> Exercise aim:
The output must match the entries below exactly.

Records drawn from a dataset
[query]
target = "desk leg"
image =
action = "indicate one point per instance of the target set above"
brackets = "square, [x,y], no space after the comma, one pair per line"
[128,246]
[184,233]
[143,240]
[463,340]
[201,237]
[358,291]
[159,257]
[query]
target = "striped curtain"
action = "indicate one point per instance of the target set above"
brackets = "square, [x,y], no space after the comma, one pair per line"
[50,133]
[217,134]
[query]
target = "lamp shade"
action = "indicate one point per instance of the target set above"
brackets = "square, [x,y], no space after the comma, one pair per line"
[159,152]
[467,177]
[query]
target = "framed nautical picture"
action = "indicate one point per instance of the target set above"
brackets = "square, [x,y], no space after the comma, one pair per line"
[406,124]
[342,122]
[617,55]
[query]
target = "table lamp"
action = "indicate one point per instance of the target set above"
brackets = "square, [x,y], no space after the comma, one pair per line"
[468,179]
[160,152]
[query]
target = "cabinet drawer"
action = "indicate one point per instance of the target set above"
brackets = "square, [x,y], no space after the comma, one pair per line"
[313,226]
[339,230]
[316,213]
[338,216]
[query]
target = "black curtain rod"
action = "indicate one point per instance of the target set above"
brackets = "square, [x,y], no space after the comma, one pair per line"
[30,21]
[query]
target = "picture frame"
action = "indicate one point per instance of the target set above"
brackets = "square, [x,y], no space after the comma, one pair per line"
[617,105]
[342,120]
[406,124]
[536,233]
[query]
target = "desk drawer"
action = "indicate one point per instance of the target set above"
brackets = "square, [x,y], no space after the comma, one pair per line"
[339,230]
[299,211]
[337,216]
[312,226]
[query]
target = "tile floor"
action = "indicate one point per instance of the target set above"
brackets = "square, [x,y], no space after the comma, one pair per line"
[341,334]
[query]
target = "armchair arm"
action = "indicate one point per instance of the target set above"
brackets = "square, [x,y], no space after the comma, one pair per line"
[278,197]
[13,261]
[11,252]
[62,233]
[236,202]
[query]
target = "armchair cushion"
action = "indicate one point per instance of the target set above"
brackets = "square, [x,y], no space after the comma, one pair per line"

> Solution to this exercise:
[query]
target = "desk leg"
image =
action = "indicate one point per instance of the target set above"
brackets = "square, [x,y], no space after the comma, one pair per line"
[128,246]
[184,233]
[143,240]
[463,340]
[201,237]
[358,291]
[159,257]
[query]
target = "striped curtain"
action = "indicate one point per instance of the target set above"
brackets = "square, [x,y], no space after the comma, one pair per line"
[50,133]
[217,134]
[query]
target = "lamp shade"
action = "indicate one point per instance of the target set above"
brackets = "square, [x,y], no space after the comma, one pair per line"
[159,152]
[467,177]
[query]
target = "framed nautical picture"
action = "indicate one point per instance of the target set above"
brackets = "square, [x,y], no space after the comma, one pair per line"
[406,124]
[342,122]
[617,55]
[query]
target = "table lamp"
action = "indicate one point per instance of the target set above"
brackets = "square, [x,y], no space after the comma, one pair per line"
[468,179]
[160,152]
[query]
target = "cabinet drawer"
action = "indicate one point per instance of the target set above"
brackets = "square, [x,y], no space after the comma, one pair per line"
[313,226]
[339,230]
[316,213]
[338,216]
[query]
target = "black curtain rod"
action = "indicate one point per instance of the target set above"
brackets = "square, [x,y], no space after the comma, one pair per line"
[30,21]
[query]
target = "picture frame"
action = "indicate one point per instance of the target set above"
brackets = "square, [x,y], no space after the comma, one pair per line"
[617,105]
[342,120]
[406,124]
[536,233]
[query]
target = "desk drawer"
action = "indicate one point per instance of the target set above"
brackets = "square, [x,y], no space after the comma, one pair per line"
[339,230]
[299,211]
[337,216]
[312,226]
[query]
target = "tile floor"
action = "indicate one point per instance of the target set above"
brackets = "square, [x,y], no space after the comma, one pair per line"
[341,334]
[query]
target = "armchair arm"
action = "indicate one point per instance of the target set above"
brackets = "square, [x,y], no space after the comma, one pair per line"
[278,197]
[13,261]
[11,252]
[62,233]
[236,202]
[query]
target = "armchair cushion"
action = "indicate one point per instance of the target set above"
brackets = "square, [x,y], no space after the comma, one pair per line"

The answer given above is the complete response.